__PASSAGE PROVIDED__:
From the sweet, loosely-packed leaves of ‘Spring’ Cabbage early in the year through tight-pointed ‘Hispi’ in the summer to the stronger flavoured, tightly-packed heads of crinkly ‘Savoy’ in winter, no wonder there are so many ways to use a Cabbage.
In the wild, Cabbage originated in Mediterannean coastal areas. Its thick, waxy leaves stand up to the salty, sunny climate. Wild cabbage grows by the coast in Northern France and the UK too and was eaten by the Celts before the Romans introduced cultivated varieties. Jane Grigson describes the wild cabbage as “very nasty indeed”. Its domestication 2,500 years turned it into a vegetable that is tolerant of cold climates and turned it from something which may have been eaten as a medicine – the old addage ‘if it tastes bad, it’s good for you’ – into palatable food. The Cabbage family is quite various. Members of Brassica oleracea include Kale, Black Cabbage, Collard Greens and Portuguese Tronchuda, all of which resemble the wild cabbage in that they bear separate leaves along a fairly short, thick main stem. The Cultivated Cabbage, which we are focussing on here, forms a head of closely nested leaves at the tip of the stalk. All have various degrees of pungent sulfurous characterists producing a bitterness that isn’t to everyone’s taste. Children almost always dislike the taste but, like a rite of passage, most of us learn to love it. We have to mention here Brussels Sprouts, which were developed from the cabbage. Producing many small tight heads around a long stalk, they are the bitterest of leaves in the family. The challenging compounds being concentrated in the centre of the sprout, many cooks advocate cutting them in half before boiling to allow this bitterness to leach out – which does explain why many of us have memories of being served soggy sprouts at the Christmas table. There are Asian cabbages (Brassica rapa) too, Chinese Cabbage being the most obvious but including Bok Choy and its variants.
There are so many varieties of domesticated Cabbage, from smooth to deeply ridged, ranging from white through green to deep red and, in the case of the ‘January King’, eye-catching pale and dark green with purple markings. In spring and summer the sweetness of cabbage can be appreciated eaten raw in Coleslaw. Cooked well, cabbages have great texture and a sweet, spicy flavour. They have an affinity with juniper and caraway. Cream tempers their bitterness. Mustard, soy sauce or Worcestershire Sauce peps things up nicely.

__EXERCISE DATA__:
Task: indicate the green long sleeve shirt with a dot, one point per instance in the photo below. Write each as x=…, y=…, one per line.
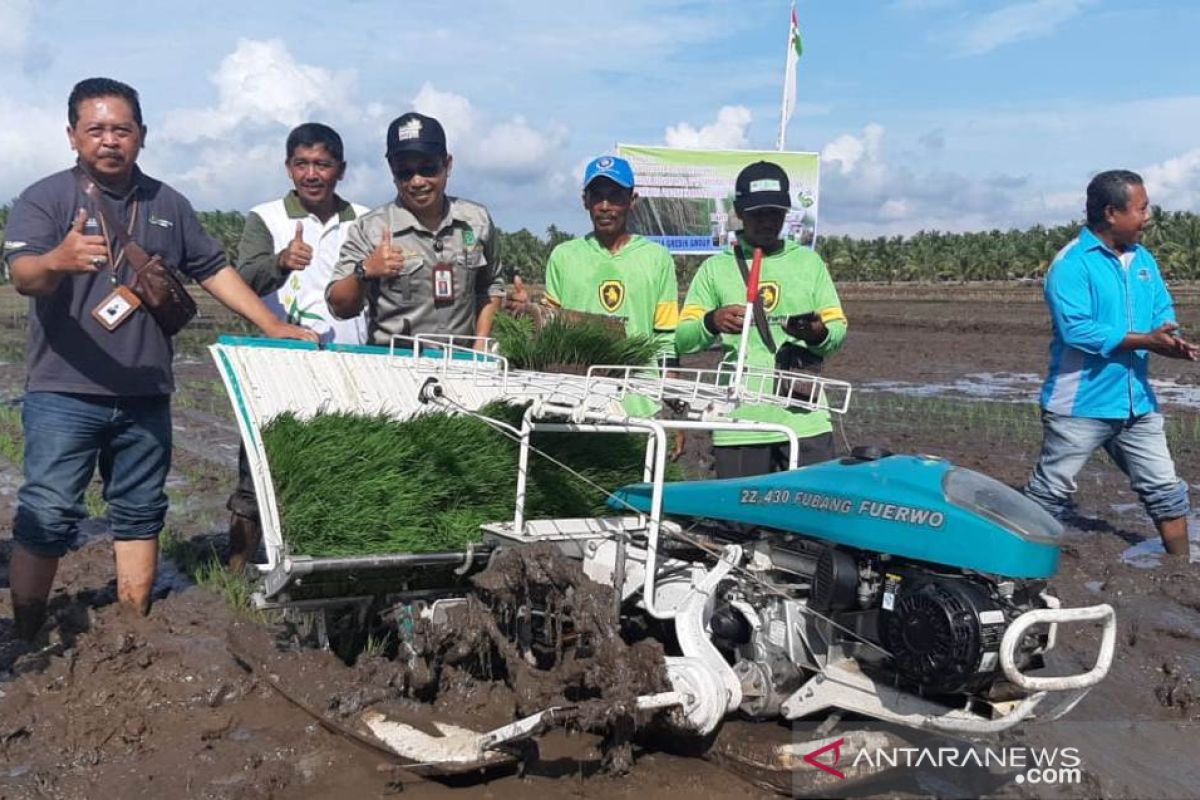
x=793, y=281
x=636, y=284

__WORK ORDER A__: From the passage about cabbage, reproduce the text that begins at the words "There are so many varieties" and stops after the words "things up nicely.".
__WORK ORDER B__: According to the passage about cabbage, which two flavorings do cabbages have an affinity with?

__WRITTEN RESPONSE A__:
There are so many varieties of domesticated Cabbage, from smooth to deeply ridged, ranging from white through green to deep red and, in the case of the ‘January King’, eye-catching pale and dark green with purple markings. In spring and summer the sweetness of cabbage can be appreciated eaten raw in Coleslaw. Cooked well, cabbages have great texture and a sweet, spicy flavour. They have an affinity with juniper and caraway. Cream tempers their bitterness. Mustard, soy sauce or Worcestershire Sauce peps things up nicely.

__WRITTEN RESPONSE B__: Juniper and caraway.